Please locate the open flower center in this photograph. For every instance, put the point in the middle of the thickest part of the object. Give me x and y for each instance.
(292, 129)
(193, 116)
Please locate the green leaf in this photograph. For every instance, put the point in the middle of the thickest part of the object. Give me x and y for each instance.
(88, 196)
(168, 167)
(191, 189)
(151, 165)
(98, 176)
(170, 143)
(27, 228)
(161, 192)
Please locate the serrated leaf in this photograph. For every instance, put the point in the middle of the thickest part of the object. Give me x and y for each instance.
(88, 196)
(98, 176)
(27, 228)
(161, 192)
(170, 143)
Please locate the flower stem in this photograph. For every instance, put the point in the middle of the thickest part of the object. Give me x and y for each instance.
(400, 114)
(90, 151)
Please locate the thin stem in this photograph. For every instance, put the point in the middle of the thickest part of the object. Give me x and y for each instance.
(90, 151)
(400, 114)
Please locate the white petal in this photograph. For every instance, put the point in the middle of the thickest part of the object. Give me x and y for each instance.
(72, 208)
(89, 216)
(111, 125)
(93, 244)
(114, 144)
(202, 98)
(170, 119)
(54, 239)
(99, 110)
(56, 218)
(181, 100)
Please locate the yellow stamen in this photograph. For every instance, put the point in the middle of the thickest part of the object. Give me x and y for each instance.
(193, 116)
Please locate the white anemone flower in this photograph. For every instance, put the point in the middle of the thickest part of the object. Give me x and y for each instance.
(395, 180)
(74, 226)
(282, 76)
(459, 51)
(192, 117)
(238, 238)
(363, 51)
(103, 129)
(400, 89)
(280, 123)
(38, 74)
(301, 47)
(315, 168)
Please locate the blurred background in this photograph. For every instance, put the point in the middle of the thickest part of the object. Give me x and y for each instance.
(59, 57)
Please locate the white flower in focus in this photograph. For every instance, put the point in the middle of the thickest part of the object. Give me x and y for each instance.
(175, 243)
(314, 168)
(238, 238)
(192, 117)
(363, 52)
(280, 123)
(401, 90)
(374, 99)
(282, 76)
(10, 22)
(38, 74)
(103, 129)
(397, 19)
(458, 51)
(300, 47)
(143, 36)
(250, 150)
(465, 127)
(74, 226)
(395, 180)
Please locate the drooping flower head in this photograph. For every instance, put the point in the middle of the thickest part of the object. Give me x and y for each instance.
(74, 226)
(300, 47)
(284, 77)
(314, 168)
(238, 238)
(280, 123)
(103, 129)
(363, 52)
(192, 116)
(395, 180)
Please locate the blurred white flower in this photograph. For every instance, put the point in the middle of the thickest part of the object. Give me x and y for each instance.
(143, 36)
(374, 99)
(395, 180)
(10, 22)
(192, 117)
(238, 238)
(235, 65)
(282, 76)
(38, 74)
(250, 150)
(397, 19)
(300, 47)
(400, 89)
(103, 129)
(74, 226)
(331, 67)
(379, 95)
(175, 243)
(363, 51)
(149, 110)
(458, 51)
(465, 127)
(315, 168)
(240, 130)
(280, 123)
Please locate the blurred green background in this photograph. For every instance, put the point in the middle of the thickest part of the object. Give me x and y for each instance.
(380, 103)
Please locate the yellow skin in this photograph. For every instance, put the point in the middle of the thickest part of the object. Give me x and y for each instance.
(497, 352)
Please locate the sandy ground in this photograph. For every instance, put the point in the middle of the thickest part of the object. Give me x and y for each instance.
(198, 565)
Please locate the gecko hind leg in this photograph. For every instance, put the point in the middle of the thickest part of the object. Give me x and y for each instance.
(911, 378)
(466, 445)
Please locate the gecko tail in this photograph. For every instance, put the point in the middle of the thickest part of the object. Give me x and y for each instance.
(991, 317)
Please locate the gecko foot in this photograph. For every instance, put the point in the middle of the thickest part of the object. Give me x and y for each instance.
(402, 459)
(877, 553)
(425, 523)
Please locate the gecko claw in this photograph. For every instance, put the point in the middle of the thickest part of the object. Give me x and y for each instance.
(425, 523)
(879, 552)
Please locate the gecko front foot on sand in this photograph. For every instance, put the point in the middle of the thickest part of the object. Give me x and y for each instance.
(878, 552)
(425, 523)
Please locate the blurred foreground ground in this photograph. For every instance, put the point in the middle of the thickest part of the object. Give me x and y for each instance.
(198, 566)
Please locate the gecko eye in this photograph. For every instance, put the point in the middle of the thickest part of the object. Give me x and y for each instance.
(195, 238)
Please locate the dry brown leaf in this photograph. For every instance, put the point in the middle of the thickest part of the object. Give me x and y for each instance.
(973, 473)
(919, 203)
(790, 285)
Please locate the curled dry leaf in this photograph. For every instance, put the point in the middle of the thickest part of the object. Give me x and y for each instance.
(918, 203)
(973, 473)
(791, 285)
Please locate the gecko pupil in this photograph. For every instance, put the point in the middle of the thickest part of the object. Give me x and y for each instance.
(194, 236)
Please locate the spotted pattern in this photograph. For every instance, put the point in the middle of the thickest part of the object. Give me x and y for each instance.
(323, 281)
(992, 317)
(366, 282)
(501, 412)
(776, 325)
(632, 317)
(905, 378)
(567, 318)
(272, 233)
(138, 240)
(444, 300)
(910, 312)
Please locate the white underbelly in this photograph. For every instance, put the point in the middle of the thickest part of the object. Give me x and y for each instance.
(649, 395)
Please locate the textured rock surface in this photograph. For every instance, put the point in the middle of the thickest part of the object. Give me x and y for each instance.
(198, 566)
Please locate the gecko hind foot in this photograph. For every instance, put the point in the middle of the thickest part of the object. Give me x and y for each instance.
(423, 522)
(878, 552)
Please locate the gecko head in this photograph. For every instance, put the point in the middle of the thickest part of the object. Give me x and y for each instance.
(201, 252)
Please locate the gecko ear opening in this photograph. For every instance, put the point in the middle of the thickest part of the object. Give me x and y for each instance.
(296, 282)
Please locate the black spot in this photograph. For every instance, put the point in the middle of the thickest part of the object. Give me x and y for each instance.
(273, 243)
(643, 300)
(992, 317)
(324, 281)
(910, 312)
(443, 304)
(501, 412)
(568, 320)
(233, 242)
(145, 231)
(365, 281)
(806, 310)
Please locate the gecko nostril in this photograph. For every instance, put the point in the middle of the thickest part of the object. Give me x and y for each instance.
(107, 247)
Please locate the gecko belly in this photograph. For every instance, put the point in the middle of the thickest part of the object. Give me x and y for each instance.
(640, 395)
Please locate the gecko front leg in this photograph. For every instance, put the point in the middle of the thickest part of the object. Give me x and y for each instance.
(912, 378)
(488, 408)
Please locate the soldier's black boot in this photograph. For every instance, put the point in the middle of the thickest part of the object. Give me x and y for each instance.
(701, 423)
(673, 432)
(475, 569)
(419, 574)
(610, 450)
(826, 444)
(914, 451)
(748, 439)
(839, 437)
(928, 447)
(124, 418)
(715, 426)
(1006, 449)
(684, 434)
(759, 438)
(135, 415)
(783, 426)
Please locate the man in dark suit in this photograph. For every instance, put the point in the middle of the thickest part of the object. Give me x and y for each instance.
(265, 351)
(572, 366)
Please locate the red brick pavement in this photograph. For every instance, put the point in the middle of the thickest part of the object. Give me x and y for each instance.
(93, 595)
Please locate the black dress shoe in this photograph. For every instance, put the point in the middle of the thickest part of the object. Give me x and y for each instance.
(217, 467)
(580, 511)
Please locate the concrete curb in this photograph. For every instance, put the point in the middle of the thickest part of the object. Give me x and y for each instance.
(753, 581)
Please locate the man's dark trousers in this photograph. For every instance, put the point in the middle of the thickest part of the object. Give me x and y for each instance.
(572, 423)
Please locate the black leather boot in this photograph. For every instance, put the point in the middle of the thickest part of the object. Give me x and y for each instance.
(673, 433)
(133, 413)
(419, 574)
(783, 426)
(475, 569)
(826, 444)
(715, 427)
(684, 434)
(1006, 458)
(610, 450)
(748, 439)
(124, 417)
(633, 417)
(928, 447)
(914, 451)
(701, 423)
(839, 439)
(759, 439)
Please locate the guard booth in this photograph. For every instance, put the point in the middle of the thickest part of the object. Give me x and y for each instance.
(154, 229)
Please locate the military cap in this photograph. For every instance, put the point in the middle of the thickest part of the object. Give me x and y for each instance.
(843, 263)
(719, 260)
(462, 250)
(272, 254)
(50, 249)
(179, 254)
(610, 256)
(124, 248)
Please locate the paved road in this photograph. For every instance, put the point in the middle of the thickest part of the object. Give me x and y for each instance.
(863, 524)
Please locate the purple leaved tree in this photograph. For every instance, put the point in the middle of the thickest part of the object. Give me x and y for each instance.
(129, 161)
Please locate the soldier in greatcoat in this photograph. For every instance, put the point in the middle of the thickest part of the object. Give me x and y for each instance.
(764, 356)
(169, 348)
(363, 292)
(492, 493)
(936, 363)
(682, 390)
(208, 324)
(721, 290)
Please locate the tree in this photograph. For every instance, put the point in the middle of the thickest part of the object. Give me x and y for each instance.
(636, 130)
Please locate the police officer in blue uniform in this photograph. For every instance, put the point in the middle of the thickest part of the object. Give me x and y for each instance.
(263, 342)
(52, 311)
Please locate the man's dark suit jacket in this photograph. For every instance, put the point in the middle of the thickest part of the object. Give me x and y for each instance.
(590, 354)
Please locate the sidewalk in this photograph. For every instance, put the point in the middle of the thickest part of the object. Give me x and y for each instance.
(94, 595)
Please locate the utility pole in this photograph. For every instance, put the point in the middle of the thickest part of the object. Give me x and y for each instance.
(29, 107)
============================================================
Activity: Please write out the lines that run from the one with "Please locate the guard" to the end of the records, both included, exactly as they appear.

Solution to the problem:
Please locate the guard booth in this photograph. For every instance, put the point in the middle of the thickest part of the object. Give me x and y for each instance.
(154, 229)
Please locate the military cap in this photograph. For every instance, put the point in the middle of the thickest part of the object. Give me x and y for each instance.
(843, 263)
(719, 260)
(462, 250)
(272, 254)
(50, 249)
(179, 254)
(610, 256)
(124, 248)
Please locate the paved road in this photograph. For every instance, put the point in the middle of the thickest part of the object. Give me x and y for each instance.
(863, 524)
Please locate the purple leaved tree in this photograph. For every instance, put the point in the middle of the thickest part of the object. Give me x and y for each instance.
(129, 161)
Please locate the soldier in greatcoat in this photograph. For every instance, put the point in the middle of the thickest part of the object. Give me x and y for each instance.
(764, 356)
(169, 348)
(363, 292)
(492, 493)
(936, 363)
(682, 390)
(208, 324)
(721, 290)
Please locate the tree in this photograph. For every instance, put the point in the middle of the thickest part of the object. Give me x and y for each instance.
(636, 130)
Please locate the police officer in blue uniform in this photograph. For every instance, put the point in the middle of the thickest part of the object. Give me x and y for each instance.
(263, 342)
(52, 311)
Please locate the man's dark suit jacket in this photograph. For every instance, put the point in the middle of the thickest part of the object. Give me x and y for each instance.
(590, 354)
Please locate the sidewalk in this photograph. For every instance, put the point in the middle of the thickest part of the object. Give me x and y for each instance.
(94, 595)
Please locate the utility pole in this photograph. For every instance, put the point in the middle of the thickest part of the object. Give me x and y for each instance.
(29, 107)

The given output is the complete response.